Point-labeling dataset excerpts
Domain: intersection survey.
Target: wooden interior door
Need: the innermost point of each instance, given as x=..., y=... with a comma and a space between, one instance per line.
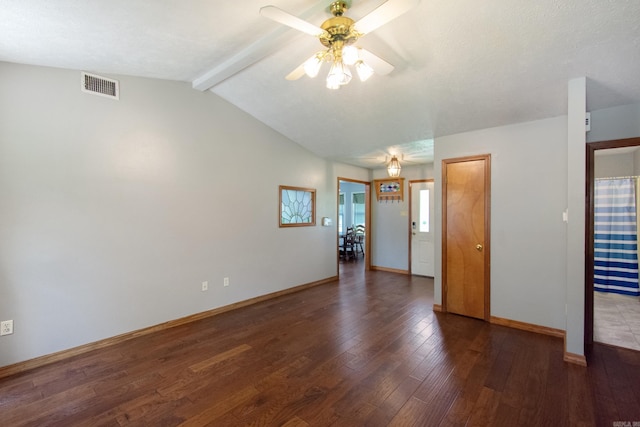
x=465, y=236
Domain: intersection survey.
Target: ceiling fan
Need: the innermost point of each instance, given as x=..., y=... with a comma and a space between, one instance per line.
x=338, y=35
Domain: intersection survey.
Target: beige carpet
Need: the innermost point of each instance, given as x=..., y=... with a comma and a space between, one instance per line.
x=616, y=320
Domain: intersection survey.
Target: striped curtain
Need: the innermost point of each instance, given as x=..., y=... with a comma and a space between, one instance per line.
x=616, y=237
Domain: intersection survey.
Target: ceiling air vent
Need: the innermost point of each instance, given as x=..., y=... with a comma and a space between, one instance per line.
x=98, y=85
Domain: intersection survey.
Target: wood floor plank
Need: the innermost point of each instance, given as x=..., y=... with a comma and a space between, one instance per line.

==

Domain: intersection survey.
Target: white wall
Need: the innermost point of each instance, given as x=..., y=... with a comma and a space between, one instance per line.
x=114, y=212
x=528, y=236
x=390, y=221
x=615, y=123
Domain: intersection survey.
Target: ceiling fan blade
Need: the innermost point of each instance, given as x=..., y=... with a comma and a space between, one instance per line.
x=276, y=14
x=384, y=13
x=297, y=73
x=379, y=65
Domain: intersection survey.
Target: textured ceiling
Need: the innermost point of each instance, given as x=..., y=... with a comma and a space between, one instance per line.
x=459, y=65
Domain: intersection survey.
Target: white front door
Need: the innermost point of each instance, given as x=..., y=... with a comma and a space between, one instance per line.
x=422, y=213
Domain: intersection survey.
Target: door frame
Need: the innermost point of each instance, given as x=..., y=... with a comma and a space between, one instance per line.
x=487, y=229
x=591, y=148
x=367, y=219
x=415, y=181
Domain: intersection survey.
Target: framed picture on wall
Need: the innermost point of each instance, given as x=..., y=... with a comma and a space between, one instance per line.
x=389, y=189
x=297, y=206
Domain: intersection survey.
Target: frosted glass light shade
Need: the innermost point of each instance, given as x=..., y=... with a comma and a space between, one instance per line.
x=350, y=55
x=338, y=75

» The request: Show every line of the listing that contains the string "ceiling", treating case as significant.

» Task solution:
Target: ceiling fan
Target: ceiling air vent
Target: ceiling fan blade
Target: textured ceiling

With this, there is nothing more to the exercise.